## KUTIPAN

Khusus dibidang pemikiran fiqih Islam abad ini mempunyai karakteristik tersendiri dalam kerangka sejarah tasyri’ Islam. Hal ini ditandai dengan adanya kewajiban menganut madzhab tertentu dan larangan untuk melakukan perpindahan madzhab sewaktu-waktu.
Keterkaitan pada imam-imam terdahulu tidak dapat dikatakan taqlid, karena karena tiap-tiap pengikut tetap mengadakan kegiatan ilmiah guna untuk menyempurnakan apa yang dirintis pendahulunya. Usaha mereka antara lain :
1)      Memperjelas ‘illat-illat hukum yang di-istinbath-kan oleh para imam mereka; mereka itu yang disebut ‘ulama takhriz;
2)      Men-tarjih-kan pendapat-pendapat yang berbeda dalam madzhab, baik dari segi riwayat dan dirayah;
3)       Setiap golongan mendukung madzhab-nya sendiri dan men-tarjih-kan dalam berbagai masalah khilafiyah.
Akan tetapi, tidak bisa diingkari bahwa pintu ijtihad pada periode ini telah tertutup. Akibat yang ditimbulkan sebagai berikut :
1)        Kegiatan para ulama terbatas, mereka cendrung men-syarah-kan kitab-kitab terdahulu atau memahami dan meringkasnya;
2)        Menhimpun maslah-masalah furu’ yang banyak dalam uraian yang singkat;
3)        Memperbanyak pengandaian-pengandaian dalam beberapa masalah.
Kitab-kitab yang paling terkenal diantaranya :
1)        Kitab Ushul Al-kharkhi, ditulis oleh Abu Al-Hasan Ubadilah Ibnu Al-Husain Ibnu Dilal Dalaham Al-Kharkhi, (w. 340 H.).
2)        Kitab Al-Fushul Fi Al-Ushul, ditulis oleh Ahmad Ibnu Ali Abu Bakar Ar-Razim yang dikenal dengan Al-Jashshasa (305-370 H.).
3)        Kitab Bayan Kasf Al-Ahfaz, ditulis oleh Abu Muhammad Badr Ad-Din Mahmud Ibnu Ziyad Al-Lamisy Al-Hanafi.
Ciri khas perkembangan Ushul Fiqih pada abad ini, yaitu munculnya kitab-kitab Ushul Fiqih yang membahas masalah ushul fiqih secara utuh  dan tidak sebagian-sebagian seperti yang terjadi pada masa sebelumnya.

## DATA TERKUMPUL

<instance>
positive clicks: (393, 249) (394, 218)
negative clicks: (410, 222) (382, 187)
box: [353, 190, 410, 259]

## TUGAS
Jawab berdasarkan kutipan tentang sejarah fiqih Islam:
1. Apa yang menandai karakteristik pemikiran fiqih Islam pada abad ini?
2. Siapa penulis Kitab Al-Fushul Fi Al-Ushul?
3. Apa ciri khas perkembangan Ushul Fiqih pada abad ini?

## KOTAK JAWABAN
1. Adanya kewajiban menganut madzhab tertentu dan larangan untuk melakukan perpindahan madzhab sewaktu-waktu.
2. Ahmad Ibnu Ali Abu Bakar Ar-Razim, yang dikenal dengan Al-Jashshasa (305-370 H.).
3. Munculnya kitab-kitab Ushul Fiqih yang membahas masalah ushul fiqih secara utuh dan tidak sebagian-sebagian seperti pada masa sebelumnya.